EXTRACT PROVIDED:
•••
I am afraid what you would like to prove is false. Namely, $det(M(x))^{-\frac 1 2}$ is locally integrable if and only if $n$ is large enough depending on $p$.

More precisely there is a function $p_0 \colon \mathbf{N} \to \mathbf{N}$ such that $det(M(x))^{-\frac 1 2}$ if and only if $p \leq p_0(n)$.

I do not know the precise value of $p_0(n)$, but I can give the inequalities $n-1\leq p_0(n) < (n+1) n^{n+1}$ (I do not guarantee that these inequalities are correct).

First remark that by multiplying by the diagonal matrix with diagonal entries $\exp({\frac 1 2 \|x_i\|^2})$, the problem is the same as whether $det(N(x))^{- \frac 1 2}$ if locally integrable, where $N_{i,j}(x) = \exp(\langle x_i,x_j\rangle)$.
•••
INFORMATION PROVIDED:

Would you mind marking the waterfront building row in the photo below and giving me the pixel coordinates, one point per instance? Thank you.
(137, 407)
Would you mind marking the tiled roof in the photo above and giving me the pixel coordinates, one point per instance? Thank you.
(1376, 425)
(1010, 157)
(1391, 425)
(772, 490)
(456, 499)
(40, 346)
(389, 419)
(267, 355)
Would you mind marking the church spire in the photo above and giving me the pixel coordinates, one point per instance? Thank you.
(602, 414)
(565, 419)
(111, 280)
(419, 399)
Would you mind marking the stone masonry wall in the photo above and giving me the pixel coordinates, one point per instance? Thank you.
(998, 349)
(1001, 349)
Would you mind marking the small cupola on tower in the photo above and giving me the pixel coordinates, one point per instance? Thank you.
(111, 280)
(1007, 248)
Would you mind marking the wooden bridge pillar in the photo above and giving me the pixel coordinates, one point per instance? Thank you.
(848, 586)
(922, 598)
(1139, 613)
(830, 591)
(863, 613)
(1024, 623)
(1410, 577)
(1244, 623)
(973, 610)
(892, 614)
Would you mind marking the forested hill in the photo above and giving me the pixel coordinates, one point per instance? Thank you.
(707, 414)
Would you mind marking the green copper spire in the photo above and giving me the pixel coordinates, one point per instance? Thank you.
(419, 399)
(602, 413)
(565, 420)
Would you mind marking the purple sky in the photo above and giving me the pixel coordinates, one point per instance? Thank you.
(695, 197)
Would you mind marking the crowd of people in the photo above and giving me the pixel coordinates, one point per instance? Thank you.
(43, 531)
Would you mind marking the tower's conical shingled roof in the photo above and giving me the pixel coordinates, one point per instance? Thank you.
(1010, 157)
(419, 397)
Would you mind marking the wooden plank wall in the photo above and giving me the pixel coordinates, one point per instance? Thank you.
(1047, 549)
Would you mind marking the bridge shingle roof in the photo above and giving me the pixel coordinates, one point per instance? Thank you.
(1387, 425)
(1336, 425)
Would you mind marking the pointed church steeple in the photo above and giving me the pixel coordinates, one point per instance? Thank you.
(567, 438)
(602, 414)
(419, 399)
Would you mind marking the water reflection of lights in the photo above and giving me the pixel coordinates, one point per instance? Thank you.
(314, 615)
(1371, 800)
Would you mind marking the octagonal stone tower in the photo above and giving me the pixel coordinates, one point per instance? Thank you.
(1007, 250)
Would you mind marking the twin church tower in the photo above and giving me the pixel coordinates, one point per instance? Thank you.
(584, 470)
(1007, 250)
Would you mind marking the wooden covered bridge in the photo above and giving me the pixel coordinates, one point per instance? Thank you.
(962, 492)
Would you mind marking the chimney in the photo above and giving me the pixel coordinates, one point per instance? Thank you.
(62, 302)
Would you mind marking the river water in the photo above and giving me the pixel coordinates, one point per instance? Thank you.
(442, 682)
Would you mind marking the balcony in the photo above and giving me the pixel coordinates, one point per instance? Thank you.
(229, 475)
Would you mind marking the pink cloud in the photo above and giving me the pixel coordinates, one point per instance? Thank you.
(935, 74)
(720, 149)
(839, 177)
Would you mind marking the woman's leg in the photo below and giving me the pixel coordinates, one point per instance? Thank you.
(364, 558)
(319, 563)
•••
BRIEF:
From the forum answer above on determinant integrability, reproduce the stretch from "I do not know" through "inequalities are correct)." word for word.

THE COMPLETED TASK:
I do not know the precise value of $p_0(n)$, but I can give the inequalities $n-1\leq p_0(n) < (n+1) n^{n+1}$ (I do not guarantee that these inequalities are correct).